[Problems to solve]:
1. From the article on the working holiday maker tax changes, write out the passage between "A working holiday maker is" and "first $37,000 of income.", inclusive.
2. In the article on the working holiday maker tax changes, condense the paragraph beginning "The main subject of debate was" into a short bulleted list that keeps its main facts.
3. Carry on the article about the working holiday maker tax changes, picking up after its final sentence.

[Quoted passage]:
A collective sigh of relief could be heard across the country on 5 December 2016 when the Federal Government finally passed the Working Holiday Maker Reform Bill 2016. 

For the past 18 months the issue had been debated in Parliament and in the community with varying rates of tax being considered and many industry groups becoming increasingly concerned about the impact such debate would have on their workforce and therefore their businesses.

The changes come into effect from 1 January 2017.  If you employ working holiday makers or intend to employ working holiday makers, it is your responsibility to ensure that you meet the requirements of this new legislation.

What rates of tax now apply under the new rules?

The main subject of debate was the tax rate that applies to those working holiday makers who earn less than $37,000.  From 1 January this rate has reduced from 32.5% down to 15%.  This means that working holiday makers will pay tax at 15% on every dollar from $1 - $37,000 and no tax free threshold applies.  So on $37,000, the tax payable is $5,550. (Just for noting, an Australian resident pays $3,572 plus the Medicare levy.)

For incomes over $37,000 there are no changes to the existing non-resident income tax rates that applied pre-1 January 2017.

What is a working holiday maker?

A working holiday maker is an individual holding one of the following temporary visas:

  • Subclass 417 (working holiday) visa
  • Subclass 462 (working holiday) visa

A working holiday maker may also be an individual who holds a bridging visa permitting the individual to work in Australia if:

  • The bridging visa was granted under the Migration Act 1958 in relation to an application for one of the visas referred to above
  • The Immigration Ministers decision on that application is yet to be made
  • The most recent visa, other than a bridging visa, held by the individual was a subclass 417 (working holiday) visa or subclass 462 (working holiday) visa

What does an employer need to do before employing a working holiday maker?

Once the employer has registered they can then withhold at a rate of 15% on the first $37,000 of income.

[Provided material]:
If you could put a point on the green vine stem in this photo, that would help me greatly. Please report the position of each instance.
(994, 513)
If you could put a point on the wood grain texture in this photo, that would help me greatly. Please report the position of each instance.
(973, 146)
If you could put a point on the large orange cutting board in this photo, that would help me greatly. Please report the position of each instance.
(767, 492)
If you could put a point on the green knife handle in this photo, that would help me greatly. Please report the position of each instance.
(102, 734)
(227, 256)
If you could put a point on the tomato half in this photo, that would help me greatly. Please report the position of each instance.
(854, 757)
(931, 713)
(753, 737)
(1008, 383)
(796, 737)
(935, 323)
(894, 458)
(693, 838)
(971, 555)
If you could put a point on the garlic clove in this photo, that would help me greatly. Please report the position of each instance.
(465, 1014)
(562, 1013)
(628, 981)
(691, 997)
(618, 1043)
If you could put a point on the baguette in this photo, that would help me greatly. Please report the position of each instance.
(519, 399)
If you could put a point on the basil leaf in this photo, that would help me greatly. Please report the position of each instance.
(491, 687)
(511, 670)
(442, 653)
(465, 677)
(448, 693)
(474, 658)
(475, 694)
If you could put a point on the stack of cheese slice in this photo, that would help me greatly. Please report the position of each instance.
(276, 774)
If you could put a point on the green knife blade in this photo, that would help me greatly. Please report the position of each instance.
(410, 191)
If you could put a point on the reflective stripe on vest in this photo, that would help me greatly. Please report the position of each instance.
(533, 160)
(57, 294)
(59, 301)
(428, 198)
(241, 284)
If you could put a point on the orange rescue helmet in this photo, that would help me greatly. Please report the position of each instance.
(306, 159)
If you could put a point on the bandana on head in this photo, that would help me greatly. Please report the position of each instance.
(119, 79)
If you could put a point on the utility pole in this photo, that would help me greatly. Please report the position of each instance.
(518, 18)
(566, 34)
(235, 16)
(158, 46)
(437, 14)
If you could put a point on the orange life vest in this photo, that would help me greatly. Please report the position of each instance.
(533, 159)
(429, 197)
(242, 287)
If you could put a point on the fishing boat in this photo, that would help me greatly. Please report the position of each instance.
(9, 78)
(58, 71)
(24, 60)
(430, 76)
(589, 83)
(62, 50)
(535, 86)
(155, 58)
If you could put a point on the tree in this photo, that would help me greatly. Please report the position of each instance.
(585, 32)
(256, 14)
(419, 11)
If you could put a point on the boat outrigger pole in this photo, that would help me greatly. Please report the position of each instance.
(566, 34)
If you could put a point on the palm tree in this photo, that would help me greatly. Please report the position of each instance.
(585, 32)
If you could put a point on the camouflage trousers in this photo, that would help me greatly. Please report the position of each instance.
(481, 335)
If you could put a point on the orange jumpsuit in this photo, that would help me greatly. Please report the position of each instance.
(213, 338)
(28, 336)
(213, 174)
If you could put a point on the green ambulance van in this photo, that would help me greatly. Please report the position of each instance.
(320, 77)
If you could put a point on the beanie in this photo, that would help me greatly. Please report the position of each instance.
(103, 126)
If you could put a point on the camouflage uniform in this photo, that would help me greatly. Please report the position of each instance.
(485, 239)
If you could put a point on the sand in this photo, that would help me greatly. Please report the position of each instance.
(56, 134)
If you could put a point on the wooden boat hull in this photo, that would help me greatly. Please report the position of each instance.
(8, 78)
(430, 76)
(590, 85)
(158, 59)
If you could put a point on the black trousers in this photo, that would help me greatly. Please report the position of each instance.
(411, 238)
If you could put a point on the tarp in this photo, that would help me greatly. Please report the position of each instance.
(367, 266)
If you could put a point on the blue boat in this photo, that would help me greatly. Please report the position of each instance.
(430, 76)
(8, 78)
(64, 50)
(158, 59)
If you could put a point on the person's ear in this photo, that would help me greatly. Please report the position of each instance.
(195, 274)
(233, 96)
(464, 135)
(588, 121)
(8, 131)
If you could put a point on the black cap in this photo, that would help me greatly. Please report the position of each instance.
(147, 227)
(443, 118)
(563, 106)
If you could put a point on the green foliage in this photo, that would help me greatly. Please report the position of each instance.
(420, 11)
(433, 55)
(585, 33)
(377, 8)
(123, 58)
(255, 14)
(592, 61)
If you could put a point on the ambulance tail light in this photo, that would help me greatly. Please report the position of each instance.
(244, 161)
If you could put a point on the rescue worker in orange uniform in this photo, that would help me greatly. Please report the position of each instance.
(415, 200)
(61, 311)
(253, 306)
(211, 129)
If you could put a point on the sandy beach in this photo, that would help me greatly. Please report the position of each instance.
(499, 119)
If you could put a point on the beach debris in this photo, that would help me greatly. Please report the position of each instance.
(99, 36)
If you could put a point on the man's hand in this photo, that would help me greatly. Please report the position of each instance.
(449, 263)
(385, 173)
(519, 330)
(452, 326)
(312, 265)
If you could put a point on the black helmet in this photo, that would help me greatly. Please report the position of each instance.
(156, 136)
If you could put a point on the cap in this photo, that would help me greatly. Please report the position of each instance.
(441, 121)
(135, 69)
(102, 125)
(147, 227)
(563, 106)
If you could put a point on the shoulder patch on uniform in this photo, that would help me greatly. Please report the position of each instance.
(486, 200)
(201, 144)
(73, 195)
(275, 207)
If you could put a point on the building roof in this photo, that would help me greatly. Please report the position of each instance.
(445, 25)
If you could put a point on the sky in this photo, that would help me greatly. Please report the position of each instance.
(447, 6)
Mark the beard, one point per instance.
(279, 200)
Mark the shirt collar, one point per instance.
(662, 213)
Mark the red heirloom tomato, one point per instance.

[Answers in order]:
1.
A working holiday maker is an individual holding one of the following temporary visas:

  • Subclass 417 (working holiday) visa
  • Subclass 462 (working holiday) visa

A working holiday maker may also be an individual who holds a bridging visa permitting the individual to work in Australia if:

  • The bridging visa was granted under the Migration Act 1958 in relation to an application for one of the visas referred to above
  • The Immigration Ministers decision on that application is yet to be made
  • The most recent visa, other than a bridging visa, held by the individual was a subclass 417 (working holiday) visa or subclass 462 (working holiday) visa

What does an employer need to do before employing a working holiday maker?

Once the employer has registered they can then withhold at a rate of 15% on the first $37,000 of income.

2.
- The debate centered on the tax rate for working holiday makers earning less than $37,000.
- From 1 January, that rate fell from 32.5% to 15%.
- Tax of 15% applies to every dollar from $1 to $37,000, with no tax-free threshold.
- On $37,000, the tax payable is $5,550, compared with $3,572 plus the Medicare levy for an Australian resident.

3.
If you employ, or plan to employ, a working holiday maker you must have registered with the Australian Taxation Office before 31 January 2017 (note: this date has been extended from the original date of 1 January 2017 due to issues with the ATO website in December 2016). 

Employers can register online using the following link: 
https://www.ato.gov.au/business/registration/work-out-which-registrations-you-need/taxation-registrations/employer-registration--working-holiday-makers/

What are the penalties for the employer if they do not register with the ATO?

If you fail to register as an employer of working holiday makers, then you must withhold at 32.5% on the first $37,000 of income.  The ATO have also advised that penalties may apply for those who do not register, however there are no indications as yet as to what those penalties may be.

What about my payroll software?

The ATO will be issuing new withholding tax tables before 1 January 2017.  You should ensure that your payroll software recognises these changes.  Your accountant will be able to help you with this if you are unsure whether your software has the correct rates from 1 January 2017.

What about payment summaries?

Where a business already employed working holiday makers before 1 January 2017, it will need to issue two payment summaries to employees for the year – one for the period 1 July 2016 to 31 December 2016 and another for pay periods from 1 January 2017.